* **DIRECTIONS FOR THIS TASK**
Copy word for word the lines of the material from the line containing "Target — calm water surface" through the line containing "column 134, row 238", including both of those lines.

* **RECORDED INFORMATION**
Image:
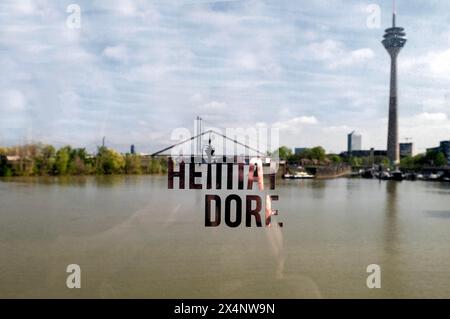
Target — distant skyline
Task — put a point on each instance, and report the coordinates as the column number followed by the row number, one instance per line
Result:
column 136, row 69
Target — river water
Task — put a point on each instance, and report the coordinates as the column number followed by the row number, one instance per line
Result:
column 132, row 237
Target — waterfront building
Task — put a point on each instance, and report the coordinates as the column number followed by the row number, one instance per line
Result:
column 299, row 150
column 365, row 153
column 353, row 142
column 444, row 147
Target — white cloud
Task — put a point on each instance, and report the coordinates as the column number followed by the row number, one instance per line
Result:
column 118, row 53
column 334, row 54
column 435, row 64
column 296, row 122
column 439, row 117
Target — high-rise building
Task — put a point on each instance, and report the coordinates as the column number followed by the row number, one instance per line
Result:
column 406, row 149
column 394, row 40
column 353, row 142
column 299, row 150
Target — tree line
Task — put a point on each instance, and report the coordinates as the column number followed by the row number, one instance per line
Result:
column 46, row 160
column 318, row 156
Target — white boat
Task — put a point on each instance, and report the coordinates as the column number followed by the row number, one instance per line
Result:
column 299, row 175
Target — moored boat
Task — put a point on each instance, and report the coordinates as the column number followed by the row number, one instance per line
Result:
column 299, row 175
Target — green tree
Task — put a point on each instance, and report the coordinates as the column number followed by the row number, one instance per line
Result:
column 45, row 160
column 62, row 161
column 440, row 159
column 79, row 163
column 132, row 164
column 5, row 167
column 318, row 153
column 109, row 161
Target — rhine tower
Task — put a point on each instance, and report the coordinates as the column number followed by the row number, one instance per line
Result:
column 394, row 40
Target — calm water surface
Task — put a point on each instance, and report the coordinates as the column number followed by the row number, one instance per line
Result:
column 134, row 238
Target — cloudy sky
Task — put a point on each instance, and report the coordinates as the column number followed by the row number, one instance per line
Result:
column 135, row 70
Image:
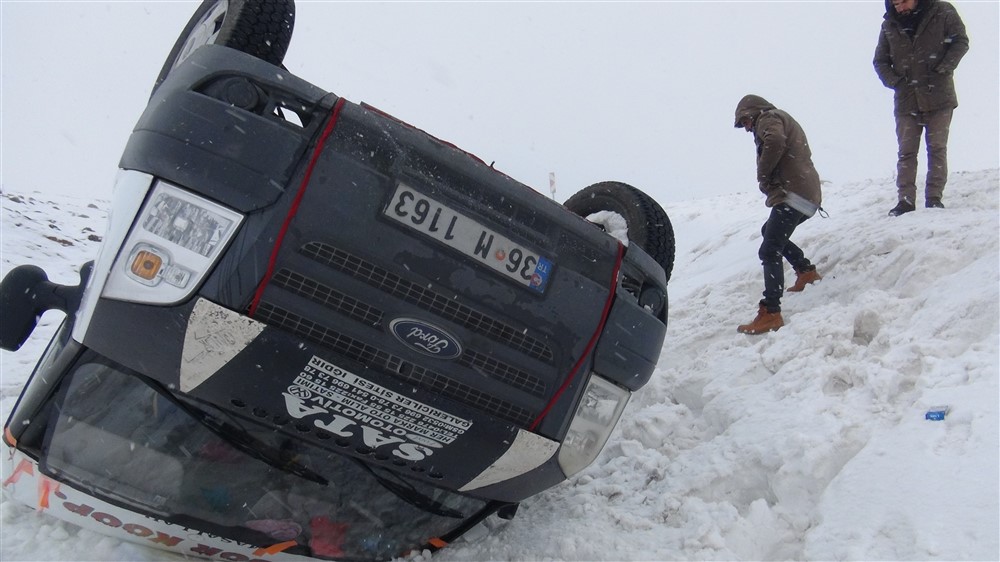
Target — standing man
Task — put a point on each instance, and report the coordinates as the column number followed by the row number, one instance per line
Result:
column 919, row 47
column 786, row 175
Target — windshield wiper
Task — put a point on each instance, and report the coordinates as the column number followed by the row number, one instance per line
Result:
column 408, row 493
column 242, row 439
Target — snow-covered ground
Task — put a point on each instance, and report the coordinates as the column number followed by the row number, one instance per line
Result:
column 807, row 443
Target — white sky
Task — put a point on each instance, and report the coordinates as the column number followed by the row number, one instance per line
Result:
column 641, row 92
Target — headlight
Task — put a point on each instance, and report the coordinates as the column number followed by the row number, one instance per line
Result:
column 173, row 244
column 595, row 419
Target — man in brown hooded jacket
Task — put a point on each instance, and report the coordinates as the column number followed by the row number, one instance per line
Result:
column 786, row 175
column 919, row 46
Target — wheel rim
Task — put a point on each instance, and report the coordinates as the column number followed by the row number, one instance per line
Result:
column 205, row 32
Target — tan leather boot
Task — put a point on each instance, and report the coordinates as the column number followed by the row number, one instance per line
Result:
column 763, row 323
column 803, row 279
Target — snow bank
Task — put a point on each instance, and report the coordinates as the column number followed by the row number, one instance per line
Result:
column 806, row 443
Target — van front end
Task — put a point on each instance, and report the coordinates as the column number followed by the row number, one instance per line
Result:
column 316, row 332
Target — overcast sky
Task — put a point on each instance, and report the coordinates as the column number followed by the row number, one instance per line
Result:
column 636, row 92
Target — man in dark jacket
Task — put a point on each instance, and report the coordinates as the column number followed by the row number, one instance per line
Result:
column 786, row 175
column 919, row 47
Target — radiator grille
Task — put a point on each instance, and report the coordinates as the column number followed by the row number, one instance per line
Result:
column 428, row 300
column 327, row 297
column 390, row 364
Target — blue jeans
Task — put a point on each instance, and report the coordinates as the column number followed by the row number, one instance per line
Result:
column 776, row 246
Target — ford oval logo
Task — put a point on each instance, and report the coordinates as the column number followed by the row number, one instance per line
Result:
column 425, row 338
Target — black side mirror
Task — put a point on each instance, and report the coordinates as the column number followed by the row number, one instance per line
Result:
column 26, row 293
column 508, row 511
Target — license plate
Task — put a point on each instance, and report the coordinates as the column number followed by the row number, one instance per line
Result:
column 455, row 230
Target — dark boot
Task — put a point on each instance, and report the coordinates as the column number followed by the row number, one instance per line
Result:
column 901, row 208
column 803, row 278
column 764, row 322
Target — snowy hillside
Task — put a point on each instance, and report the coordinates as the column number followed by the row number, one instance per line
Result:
column 807, row 443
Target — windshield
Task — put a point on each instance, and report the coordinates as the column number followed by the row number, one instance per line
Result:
column 132, row 443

* **TASK ANSWER**
Target — calm water surface
Task — put a point on each instance, and report the coordinates as the column number followed by the row number, one instance per line
Result:
column 134, row 238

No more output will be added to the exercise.